[Collected data]
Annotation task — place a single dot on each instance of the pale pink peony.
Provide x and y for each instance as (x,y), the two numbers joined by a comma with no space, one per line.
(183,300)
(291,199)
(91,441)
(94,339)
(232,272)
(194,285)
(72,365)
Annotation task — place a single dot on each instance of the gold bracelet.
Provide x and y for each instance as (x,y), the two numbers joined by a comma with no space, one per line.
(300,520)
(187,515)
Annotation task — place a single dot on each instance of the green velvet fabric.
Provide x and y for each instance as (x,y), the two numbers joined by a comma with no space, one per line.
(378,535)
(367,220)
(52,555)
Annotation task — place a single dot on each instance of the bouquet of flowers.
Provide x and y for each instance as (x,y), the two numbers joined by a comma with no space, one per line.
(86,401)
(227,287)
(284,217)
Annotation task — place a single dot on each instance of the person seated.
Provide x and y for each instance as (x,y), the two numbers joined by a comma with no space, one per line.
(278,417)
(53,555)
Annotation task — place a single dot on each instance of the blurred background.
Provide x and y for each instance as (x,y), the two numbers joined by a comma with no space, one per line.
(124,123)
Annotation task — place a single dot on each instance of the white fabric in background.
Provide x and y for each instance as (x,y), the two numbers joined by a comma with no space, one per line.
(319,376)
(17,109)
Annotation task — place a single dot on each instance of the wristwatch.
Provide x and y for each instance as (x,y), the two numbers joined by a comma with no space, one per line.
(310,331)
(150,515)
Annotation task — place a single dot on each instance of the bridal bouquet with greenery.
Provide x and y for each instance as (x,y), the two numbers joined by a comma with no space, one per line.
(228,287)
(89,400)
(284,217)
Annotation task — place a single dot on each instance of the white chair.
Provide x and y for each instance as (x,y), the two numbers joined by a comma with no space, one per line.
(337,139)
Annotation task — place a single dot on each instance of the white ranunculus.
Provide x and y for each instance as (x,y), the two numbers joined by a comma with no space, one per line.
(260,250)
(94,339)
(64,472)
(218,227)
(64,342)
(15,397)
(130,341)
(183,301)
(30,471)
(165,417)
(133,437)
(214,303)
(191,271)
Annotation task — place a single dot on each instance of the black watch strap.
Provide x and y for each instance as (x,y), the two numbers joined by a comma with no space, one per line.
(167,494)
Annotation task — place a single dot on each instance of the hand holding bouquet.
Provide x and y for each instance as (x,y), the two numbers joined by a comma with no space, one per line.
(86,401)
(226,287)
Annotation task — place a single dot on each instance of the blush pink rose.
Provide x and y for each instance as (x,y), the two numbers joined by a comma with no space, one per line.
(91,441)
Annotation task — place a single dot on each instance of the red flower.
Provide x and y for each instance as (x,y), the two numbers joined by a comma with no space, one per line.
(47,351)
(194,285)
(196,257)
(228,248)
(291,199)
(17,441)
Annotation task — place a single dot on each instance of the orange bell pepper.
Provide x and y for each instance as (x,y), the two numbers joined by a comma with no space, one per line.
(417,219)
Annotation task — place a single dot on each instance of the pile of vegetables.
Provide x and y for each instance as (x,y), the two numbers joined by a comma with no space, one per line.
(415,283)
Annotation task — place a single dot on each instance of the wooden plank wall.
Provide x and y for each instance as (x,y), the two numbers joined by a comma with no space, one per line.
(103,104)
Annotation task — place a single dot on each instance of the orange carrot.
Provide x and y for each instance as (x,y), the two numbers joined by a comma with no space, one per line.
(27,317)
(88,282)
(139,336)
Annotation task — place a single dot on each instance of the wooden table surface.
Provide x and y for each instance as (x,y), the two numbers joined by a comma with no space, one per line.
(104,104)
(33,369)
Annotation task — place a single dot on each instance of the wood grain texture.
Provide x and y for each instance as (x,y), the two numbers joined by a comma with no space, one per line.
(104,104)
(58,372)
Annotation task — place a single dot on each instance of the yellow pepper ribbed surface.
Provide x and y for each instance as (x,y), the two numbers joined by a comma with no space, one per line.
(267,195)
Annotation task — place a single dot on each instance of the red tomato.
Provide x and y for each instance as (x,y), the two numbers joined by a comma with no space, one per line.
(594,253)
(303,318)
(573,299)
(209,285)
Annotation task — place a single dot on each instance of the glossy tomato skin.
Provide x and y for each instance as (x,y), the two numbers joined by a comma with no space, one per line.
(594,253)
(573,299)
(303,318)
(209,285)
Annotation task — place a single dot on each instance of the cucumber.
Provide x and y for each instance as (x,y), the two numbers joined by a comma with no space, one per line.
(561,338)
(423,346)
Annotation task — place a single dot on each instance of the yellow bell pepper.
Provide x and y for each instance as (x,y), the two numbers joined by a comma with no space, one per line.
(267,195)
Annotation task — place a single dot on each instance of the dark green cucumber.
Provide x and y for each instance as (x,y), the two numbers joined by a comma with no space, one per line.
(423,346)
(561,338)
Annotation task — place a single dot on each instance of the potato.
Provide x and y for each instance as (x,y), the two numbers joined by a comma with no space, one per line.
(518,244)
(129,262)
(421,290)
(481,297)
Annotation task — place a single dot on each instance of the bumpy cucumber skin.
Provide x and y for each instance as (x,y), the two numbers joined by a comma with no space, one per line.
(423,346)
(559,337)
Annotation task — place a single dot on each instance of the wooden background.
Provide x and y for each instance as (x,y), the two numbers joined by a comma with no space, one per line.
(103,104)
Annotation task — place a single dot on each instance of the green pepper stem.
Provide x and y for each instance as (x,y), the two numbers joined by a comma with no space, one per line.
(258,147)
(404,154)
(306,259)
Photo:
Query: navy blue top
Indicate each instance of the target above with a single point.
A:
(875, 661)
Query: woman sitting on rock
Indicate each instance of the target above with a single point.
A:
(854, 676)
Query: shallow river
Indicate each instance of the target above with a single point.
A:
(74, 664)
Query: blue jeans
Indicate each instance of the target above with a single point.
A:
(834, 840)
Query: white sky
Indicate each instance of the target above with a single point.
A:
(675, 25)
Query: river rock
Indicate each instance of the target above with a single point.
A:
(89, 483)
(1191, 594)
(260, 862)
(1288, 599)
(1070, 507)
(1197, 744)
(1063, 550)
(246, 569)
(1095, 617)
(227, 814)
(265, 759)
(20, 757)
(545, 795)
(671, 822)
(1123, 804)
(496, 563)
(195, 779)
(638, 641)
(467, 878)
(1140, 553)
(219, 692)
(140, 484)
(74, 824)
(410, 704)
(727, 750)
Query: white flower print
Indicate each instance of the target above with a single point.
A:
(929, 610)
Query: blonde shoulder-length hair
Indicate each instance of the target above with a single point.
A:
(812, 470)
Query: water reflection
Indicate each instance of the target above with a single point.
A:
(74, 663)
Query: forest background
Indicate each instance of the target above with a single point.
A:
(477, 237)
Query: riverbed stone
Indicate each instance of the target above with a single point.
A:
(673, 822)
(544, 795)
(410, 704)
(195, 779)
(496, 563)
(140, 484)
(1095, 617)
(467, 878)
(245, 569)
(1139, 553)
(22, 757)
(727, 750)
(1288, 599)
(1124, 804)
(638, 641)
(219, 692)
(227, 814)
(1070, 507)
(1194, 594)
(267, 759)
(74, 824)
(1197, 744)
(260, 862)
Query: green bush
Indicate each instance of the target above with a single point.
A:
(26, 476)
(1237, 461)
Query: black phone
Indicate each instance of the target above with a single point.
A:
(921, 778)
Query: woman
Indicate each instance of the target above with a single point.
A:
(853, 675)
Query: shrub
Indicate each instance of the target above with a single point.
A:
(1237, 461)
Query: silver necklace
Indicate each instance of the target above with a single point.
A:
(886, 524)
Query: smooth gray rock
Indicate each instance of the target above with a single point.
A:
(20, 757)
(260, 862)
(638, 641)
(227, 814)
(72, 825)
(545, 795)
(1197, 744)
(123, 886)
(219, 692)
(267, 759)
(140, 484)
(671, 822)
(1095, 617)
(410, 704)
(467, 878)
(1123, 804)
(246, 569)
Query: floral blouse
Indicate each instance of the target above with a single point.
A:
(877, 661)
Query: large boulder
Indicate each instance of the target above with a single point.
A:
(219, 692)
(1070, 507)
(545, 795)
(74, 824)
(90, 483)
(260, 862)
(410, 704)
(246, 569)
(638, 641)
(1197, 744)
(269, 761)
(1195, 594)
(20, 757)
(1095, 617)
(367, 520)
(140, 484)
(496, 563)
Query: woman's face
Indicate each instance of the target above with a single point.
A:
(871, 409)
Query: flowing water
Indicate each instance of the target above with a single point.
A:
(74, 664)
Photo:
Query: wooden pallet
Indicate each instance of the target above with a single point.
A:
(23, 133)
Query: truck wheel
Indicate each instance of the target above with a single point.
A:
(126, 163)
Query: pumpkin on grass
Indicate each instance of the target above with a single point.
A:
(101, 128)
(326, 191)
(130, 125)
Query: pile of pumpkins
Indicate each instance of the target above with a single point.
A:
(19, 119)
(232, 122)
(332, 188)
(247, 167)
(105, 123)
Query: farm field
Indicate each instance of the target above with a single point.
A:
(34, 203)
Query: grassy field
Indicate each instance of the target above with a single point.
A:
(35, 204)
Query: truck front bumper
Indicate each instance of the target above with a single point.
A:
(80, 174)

__Challenge__: Exactly reproduce the lines from the one containing "Query: floral blouse" through the end of the records, and only those lines.

__Written response__:
Query: floral blouse
Indicate each instance of the target above with a single point.
A:
(877, 661)
Query: large boulder
Indicate each instance of the target above with a single point.
A:
(219, 692)
(1070, 507)
(545, 795)
(74, 824)
(90, 483)
(260, 862)
(410, 704)
(246, 569)
(638, 641)
(1197, 744)
(269, 761)
(1195, 594)
(20, 757)
(1095, 617)
(367, 520)
(140, 484)
(496, 563)
Query: woman's face
Indicate each instance of the target above with a single point.
A:
(871, 409)
Query: flowing water
Indicate each instance of the target above with a single point.
A:
(74, 664)
Photo:
Query: wooden pallet
Indicate each instance of the target above with a single point.
A:
(23, 133)
Query: truck wheel
Indicate each instance of the target above with a single point.
A:
(126, 163)
Query: pumpkin on grass
Indicate each instance of the target above with a single point.
A:
(101, 128)
(326, 191)
(130, 125)
Query: pile of pumpkins
Indicate each instance of the target above with a single point.
A:
(19, 119)
(232, 122)
(332, 188)
(247, 167)
(105, 123)
Query: farm field
Indicate each instance of the target above with a single point.
A:
(34, 203)
Query: grassy field
Indicate each instance of the target above with a single point.
A:
(35, 204)
Query: truck front bumper
Indicate each instance of the target above with a single point.
A:
(80, 174)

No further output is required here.